───── INFORMATION SHOWN ─────
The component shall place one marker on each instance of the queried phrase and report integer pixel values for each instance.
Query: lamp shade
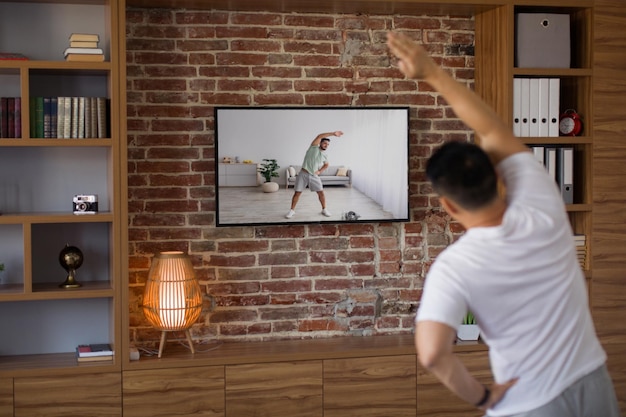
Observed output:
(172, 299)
─────
───── INFORMATION SHOWN ─────
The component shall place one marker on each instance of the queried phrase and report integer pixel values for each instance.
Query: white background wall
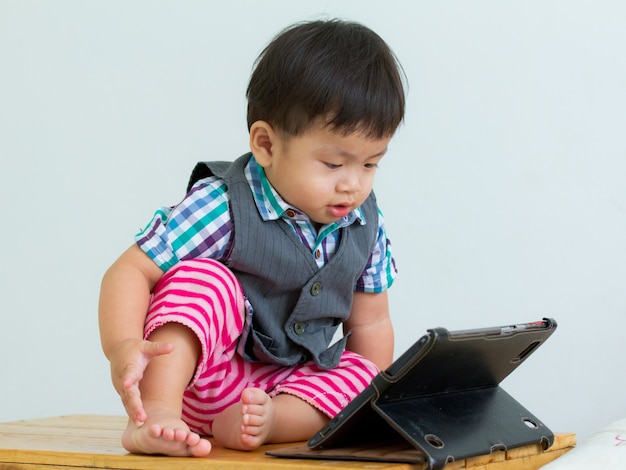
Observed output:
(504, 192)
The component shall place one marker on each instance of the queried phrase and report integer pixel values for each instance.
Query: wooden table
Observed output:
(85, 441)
─────
───── INFORMATION SHOWN ─────
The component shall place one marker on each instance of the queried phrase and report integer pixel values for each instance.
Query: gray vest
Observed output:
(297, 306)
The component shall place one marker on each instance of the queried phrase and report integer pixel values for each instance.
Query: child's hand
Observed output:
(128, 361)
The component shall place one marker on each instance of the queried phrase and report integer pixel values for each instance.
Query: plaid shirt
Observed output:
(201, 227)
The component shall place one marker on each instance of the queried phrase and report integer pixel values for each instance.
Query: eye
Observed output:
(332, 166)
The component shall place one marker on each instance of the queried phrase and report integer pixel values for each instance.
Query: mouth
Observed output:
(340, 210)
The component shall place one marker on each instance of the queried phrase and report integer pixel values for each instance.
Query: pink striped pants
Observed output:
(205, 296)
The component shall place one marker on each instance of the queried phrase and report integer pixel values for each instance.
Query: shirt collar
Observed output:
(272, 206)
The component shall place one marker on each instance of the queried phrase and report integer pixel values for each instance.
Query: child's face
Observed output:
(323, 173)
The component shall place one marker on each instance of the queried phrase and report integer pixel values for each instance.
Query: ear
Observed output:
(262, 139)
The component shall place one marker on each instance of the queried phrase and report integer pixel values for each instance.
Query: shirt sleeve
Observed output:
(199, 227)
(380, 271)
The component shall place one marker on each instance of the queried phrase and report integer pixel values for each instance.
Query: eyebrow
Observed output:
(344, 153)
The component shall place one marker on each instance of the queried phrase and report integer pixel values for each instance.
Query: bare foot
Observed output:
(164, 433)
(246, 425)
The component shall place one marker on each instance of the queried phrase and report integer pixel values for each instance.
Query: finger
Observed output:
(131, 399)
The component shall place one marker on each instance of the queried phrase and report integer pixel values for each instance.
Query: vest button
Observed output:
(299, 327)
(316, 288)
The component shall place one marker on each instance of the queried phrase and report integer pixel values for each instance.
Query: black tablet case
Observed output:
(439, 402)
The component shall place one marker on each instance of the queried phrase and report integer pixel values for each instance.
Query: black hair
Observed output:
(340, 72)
─────
[WHAT IS BEING ASKED] Identify each line in the items above that contains the word "child" and copy those lines out in full.

[IN RESPONSE]
Query: child's hand
Query: child's face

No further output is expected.